== Exercise ==
In the thread below about fixing mouse lag, which two settings does sports89 say were turned off?

# How to Fix Mouse Lag



## sports89 (Jan 19, 2010)

I know my computer sucks but this game works all perfectly except for the the slow mouse movement on battles and on the campaign map

Here's my specs 

512 MB
Nvidia 6200
Intel Pentium 2.2 GHz

I've already tried putting it on the lowest settings

Turning of v-sync and anti- aliasing

Do you think its just because my computer sucks though I've heard that people with even more worse computer have had no problem

I've also heard about something to do with finding the process for your mouse in windows task manager and putting it's priority to above normal, though isn't the task manager processes only for software, please help me

the games rome total war


----------



## burntreality (Jul 30, 2008)

What game?


----------



## sports89 (Jan 19, 2010)

oops i forgot to add that, Rome total war


----------



## burntreality (Jul 30, 2008)

The 512 MB is that how much memory you have in your system?
Does your mouse use drivers? If so have you updated them.

I have never personally played the game but if you only have 512 MB of memory I could easily see that being the problem.


----------



## burntreality (Jul 30, 2008)

Just googled the game, looks like pretty low system requirements. Do you have anything in the background eating up your system resources maybe?


----------



## sports89 (Jan 19, 2010)

I do not think my mouse uses drivers its a intelli 5v20ma and I do not run anything else when playing the game


----------



## sports89 (Jan 19, 2010)

how do you find out if your mouse uses drivers could you download them for your mouse?


----------



## sports89 (Jan 19, 2010)

some on


----------



## Deathanchor (Jan 22, 2010)

== Provided material ==

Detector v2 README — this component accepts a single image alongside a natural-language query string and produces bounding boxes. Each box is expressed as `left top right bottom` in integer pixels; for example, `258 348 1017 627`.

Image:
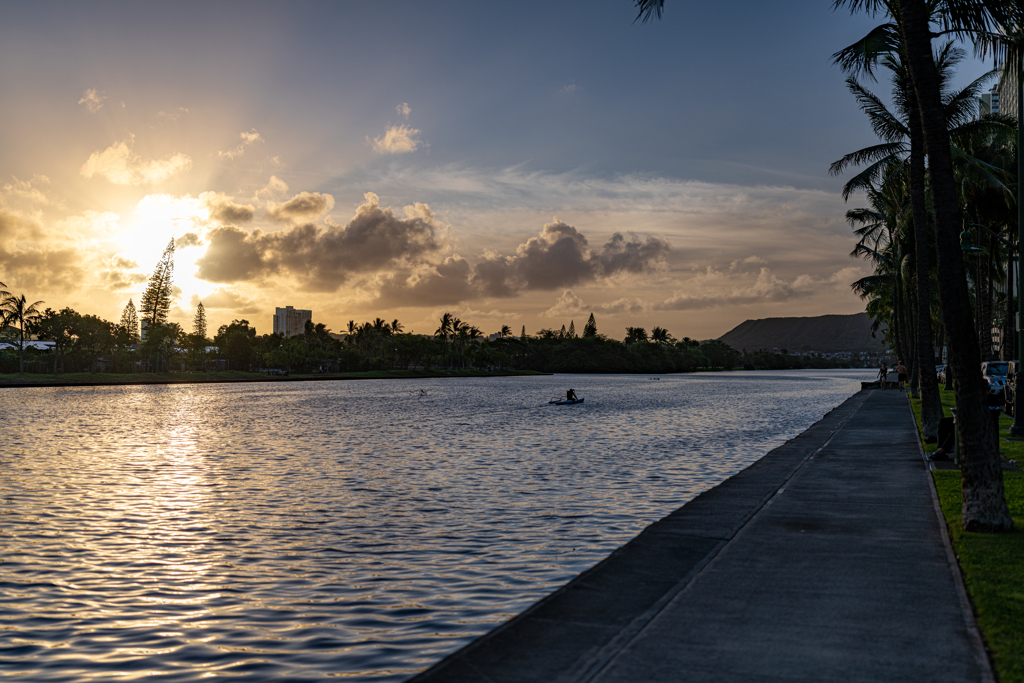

== Solution for this problem ==
V-sync and anti-aliasing.